* START *
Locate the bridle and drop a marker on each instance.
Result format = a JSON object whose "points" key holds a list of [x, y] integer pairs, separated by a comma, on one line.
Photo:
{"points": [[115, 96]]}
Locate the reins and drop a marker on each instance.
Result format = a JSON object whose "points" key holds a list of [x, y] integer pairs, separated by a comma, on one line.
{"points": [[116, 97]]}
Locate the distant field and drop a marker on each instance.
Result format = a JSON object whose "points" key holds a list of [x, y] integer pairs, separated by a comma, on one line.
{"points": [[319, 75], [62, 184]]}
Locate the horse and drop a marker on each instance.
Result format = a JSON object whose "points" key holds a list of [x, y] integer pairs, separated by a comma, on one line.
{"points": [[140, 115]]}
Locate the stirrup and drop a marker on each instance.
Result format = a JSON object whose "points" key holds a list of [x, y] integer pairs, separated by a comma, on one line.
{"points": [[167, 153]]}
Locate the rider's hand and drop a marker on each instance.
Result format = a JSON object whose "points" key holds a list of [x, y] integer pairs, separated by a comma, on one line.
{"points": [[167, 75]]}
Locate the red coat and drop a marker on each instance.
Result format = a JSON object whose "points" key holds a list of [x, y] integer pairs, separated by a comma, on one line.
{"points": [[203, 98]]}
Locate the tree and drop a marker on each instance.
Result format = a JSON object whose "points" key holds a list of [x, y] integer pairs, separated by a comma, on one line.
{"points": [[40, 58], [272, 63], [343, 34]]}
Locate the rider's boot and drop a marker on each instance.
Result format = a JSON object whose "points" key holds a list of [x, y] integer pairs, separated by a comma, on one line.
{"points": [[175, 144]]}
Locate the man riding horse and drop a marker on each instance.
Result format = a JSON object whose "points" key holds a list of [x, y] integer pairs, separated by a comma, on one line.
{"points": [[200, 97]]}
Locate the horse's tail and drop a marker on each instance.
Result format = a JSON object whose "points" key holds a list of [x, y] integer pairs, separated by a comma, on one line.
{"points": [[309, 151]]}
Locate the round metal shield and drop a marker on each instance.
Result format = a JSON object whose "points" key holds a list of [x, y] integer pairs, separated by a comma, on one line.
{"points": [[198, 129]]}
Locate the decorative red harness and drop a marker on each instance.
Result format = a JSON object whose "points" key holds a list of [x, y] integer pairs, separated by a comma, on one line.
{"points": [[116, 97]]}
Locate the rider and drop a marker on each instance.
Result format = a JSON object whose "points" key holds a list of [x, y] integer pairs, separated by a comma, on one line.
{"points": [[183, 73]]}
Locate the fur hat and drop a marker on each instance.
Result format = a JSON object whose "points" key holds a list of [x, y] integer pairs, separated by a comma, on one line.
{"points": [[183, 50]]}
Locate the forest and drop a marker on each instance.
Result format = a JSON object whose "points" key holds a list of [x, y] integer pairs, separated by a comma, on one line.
* END *
§ **Problem requirements**
Set down the listing above in full, please, exactly as it appears.

§ **Result of the exercise**
Locate the bridle and drop a marker on each instance.
Result format = a JSON object whose "points" key holds a list of [x, y] integer pairs, separated by a comma, on one line.
Photo:
{"points": [[115, 96]]}
Locate the reins and drop a marker on each instance.
Result format = a JSON object whose "points" key holds a list of [x, y] integer pairs, separated by a comma, on one line.
{"points": [[116, 97]]}
Locate the distant field and drop a marker on each instance.
Result format = a JSON object whose "points" key holds a list of [x, y] integer pairs, separated by a comma, on one line.
{"points": [[319, 75], [62, 184]]}
Locate the horse and drop a marker on each instance.
Result format = a JSON object whose "points" key holds a list of [x, y] integer pairs, separated by a comma, on one line.
{"points": [[140, 115]]}
Locate the stirrup and drop a marker on each instance.
Result format = a JSON object whose "points" key holds a list of [x, y] integer pairs, separated by a comma, on one line.
{"points": [[167, 153]]}
Locate the rider's hand and drop a marker on each instance.
Result format = a JSON object whose "points" key holds a list of [x, y] integer pairs, separated by a comma, on one line.
{"points": [[167, 75]]}
Locate the red coat and drop a marker on each instance.
Result format = a JSON object whose "points" key holds a list of [x, y] integer pairs, separated by a comma, on one line.
{"points": [[203, 98]]}
Locate the tree and drop a marker on each instance.
Result format = a JSON object whose "points" key holds a list of [x, y] integer pairs, separated by a comma, on one line.
{"points": [[40, 58], [272, 63], [343, 34]]}
Locate the rider's boot and drop a marker on each instance.
Result format = a JSON object whose "points" key holds a list of [x, y] integer pairs, separated by a comma, on one line.
{"points": [[175, 144]]}
Locate the man riding horse and drop a marker on each instance.
Result format = a JSON object whose "points" key holds a list of [x, y] integer pairs, separated by a comma, on one line.
{"points": [[200, 97]]}
Locate the horse's tail and drop a marker on each instance.
Result format = a JSON object whose "points" key holds a list of [x, y] integer pairs, separated by a comma, on one line.
{"points": [[309, 151]]}
Locate the round metal shield and drop a marker on each instance.
Result format = a JSON object whose "points" key holds a list of [x, y] integer pairs, separated by a comma, on one line.
{"points": [[198, 129]]}
Locate the decorative red harness and drop a marker on each instance.
Result format = a JSON object whose "points" key holds a list of [x, y] integer pairs, separated by a comma, on one line.
{"points": [[116, 97]]}
Locate the rider and drop a marker on each instance.
Result format = a JSON object whose "points" key holds a list of [x, y] integer pairs, separated by a comma, on one line.
{"points": [[183, 73]]}
Locate the fur hat and drop a marker on each instance.
Result format = a JSON object whose "points" key holds a list of [x, y] integer pairs, separated by a comma, on one line.
{"points": [[183, 50]]}
Locate the forest and drop a marker on each instance.
Result format = a JSON object whose "points" key holds a list of [x, y] integer pairs, separated by a comma, on one line.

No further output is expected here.